• **Supplied records**:
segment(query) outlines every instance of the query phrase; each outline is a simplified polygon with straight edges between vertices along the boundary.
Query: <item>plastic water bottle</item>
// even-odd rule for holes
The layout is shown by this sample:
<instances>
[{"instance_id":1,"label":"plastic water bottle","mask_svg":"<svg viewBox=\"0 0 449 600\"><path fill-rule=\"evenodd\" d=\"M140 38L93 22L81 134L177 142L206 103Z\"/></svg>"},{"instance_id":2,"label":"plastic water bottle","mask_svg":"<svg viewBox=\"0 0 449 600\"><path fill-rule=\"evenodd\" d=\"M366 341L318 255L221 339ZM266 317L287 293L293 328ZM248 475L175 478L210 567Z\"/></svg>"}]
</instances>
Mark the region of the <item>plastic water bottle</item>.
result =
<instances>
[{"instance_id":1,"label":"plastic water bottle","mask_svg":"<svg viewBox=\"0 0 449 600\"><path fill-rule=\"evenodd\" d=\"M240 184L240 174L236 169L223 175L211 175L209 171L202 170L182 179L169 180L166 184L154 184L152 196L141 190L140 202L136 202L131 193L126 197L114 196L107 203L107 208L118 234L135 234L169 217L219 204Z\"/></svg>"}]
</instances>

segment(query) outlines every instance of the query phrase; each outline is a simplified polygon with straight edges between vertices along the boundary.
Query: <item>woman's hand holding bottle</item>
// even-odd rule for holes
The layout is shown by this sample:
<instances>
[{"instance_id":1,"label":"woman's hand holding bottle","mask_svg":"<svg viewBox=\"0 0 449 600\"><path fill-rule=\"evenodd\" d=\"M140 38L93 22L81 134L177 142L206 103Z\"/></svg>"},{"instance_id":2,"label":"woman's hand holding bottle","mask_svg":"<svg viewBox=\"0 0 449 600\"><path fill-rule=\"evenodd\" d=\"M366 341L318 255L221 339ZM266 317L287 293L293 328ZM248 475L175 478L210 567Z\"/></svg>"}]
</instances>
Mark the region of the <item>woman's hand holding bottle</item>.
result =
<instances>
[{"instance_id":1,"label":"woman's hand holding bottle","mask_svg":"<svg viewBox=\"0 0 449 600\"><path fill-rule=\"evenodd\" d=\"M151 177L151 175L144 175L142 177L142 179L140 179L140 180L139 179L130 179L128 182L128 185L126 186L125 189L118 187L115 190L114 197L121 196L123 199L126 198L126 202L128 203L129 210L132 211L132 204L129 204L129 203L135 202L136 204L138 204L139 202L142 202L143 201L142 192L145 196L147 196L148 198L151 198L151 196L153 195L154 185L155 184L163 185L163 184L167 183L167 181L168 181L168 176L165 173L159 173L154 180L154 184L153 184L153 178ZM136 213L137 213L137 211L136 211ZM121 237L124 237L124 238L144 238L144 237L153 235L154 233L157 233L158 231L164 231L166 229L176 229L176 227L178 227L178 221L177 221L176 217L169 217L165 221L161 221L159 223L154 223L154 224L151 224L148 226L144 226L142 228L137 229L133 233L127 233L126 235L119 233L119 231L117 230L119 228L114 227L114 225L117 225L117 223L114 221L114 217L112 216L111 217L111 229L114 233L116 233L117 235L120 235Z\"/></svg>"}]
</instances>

==

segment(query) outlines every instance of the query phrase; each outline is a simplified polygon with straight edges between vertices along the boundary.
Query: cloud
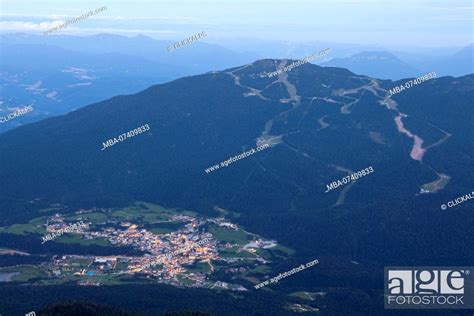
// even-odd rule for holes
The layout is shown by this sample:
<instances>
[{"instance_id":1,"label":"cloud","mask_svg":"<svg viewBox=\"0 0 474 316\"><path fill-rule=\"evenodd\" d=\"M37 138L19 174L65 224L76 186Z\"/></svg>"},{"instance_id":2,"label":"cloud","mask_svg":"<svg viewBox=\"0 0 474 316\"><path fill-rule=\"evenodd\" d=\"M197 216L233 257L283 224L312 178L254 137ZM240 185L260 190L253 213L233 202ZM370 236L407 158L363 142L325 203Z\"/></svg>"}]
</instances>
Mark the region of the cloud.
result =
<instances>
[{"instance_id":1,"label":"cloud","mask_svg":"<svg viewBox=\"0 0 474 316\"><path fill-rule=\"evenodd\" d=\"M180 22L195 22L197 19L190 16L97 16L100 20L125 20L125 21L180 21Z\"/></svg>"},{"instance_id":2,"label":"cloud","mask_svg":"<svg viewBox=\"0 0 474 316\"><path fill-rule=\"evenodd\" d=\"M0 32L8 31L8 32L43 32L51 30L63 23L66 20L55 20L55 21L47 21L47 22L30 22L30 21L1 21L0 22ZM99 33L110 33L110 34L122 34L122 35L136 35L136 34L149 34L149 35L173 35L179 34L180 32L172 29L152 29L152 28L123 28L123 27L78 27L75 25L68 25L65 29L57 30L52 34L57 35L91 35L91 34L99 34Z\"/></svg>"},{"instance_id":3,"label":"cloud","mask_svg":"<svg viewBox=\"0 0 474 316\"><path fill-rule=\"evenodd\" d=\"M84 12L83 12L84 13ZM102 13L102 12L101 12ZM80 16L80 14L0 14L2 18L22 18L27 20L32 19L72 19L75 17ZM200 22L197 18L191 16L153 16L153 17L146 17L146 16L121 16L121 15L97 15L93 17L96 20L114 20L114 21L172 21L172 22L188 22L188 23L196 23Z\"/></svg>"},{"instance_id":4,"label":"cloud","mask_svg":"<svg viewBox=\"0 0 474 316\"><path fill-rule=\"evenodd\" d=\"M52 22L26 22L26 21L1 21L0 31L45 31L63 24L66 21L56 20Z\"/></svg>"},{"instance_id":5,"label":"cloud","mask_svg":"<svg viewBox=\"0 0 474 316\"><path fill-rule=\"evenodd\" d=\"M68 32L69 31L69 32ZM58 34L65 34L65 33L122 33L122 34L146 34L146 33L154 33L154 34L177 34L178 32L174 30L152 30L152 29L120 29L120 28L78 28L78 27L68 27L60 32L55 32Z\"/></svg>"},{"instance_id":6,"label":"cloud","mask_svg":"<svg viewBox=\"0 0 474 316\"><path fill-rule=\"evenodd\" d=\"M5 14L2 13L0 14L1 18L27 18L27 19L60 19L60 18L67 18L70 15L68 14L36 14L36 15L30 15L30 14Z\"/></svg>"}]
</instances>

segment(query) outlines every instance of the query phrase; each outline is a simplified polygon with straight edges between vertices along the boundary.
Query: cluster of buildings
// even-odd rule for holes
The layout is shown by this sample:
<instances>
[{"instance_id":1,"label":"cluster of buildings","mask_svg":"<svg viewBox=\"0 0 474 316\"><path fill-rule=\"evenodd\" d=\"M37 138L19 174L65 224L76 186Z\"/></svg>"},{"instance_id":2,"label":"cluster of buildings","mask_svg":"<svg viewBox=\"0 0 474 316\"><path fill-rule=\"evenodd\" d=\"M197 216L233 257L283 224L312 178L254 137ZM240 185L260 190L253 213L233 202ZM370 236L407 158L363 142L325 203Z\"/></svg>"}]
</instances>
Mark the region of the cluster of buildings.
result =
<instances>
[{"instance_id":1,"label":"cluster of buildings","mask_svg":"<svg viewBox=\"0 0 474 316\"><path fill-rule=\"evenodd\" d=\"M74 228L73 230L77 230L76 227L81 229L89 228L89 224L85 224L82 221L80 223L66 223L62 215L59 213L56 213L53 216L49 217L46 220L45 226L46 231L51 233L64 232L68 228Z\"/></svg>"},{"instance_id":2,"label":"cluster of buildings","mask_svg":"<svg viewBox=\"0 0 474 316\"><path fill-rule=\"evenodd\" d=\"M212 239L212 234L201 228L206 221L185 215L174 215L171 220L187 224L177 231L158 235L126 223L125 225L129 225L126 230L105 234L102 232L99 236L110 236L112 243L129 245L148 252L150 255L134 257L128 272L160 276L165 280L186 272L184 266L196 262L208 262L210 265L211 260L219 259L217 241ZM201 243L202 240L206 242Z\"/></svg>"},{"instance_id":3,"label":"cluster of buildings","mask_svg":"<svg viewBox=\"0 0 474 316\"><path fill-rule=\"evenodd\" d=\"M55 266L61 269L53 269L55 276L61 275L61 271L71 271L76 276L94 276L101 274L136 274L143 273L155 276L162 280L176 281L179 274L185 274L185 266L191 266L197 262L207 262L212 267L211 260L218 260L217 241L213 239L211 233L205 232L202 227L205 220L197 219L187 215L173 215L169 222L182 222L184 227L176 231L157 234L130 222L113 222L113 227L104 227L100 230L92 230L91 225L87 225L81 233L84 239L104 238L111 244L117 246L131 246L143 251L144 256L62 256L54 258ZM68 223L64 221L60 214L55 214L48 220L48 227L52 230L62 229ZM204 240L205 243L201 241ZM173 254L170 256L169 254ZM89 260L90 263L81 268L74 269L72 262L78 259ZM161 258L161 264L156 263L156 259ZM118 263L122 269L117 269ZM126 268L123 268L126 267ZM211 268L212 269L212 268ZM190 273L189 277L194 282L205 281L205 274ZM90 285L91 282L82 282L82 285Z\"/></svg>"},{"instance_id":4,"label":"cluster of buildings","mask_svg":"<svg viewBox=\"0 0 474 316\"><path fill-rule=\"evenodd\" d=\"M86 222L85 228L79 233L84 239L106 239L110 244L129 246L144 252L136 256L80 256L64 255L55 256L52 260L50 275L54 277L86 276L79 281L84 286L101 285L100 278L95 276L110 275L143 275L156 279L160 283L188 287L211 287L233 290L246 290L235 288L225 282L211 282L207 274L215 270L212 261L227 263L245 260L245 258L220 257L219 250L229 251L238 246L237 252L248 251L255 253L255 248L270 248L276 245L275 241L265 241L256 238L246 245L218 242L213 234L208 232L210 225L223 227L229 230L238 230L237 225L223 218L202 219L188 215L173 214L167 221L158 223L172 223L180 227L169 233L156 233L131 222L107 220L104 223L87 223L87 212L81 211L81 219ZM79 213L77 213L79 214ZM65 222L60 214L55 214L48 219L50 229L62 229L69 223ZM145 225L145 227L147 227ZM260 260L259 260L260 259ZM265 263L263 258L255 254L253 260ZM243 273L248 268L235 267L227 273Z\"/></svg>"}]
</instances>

• **Task goal**: Pull out all lines of the data with the string "Mark".

• **Response area**:
Mark the region of the <item>plastic water bottle</item>.
Mark the region of the <item>woman's hand holding bottle</item>.
Mark the region of the cloud.
Mark the region of the cluster of buildings.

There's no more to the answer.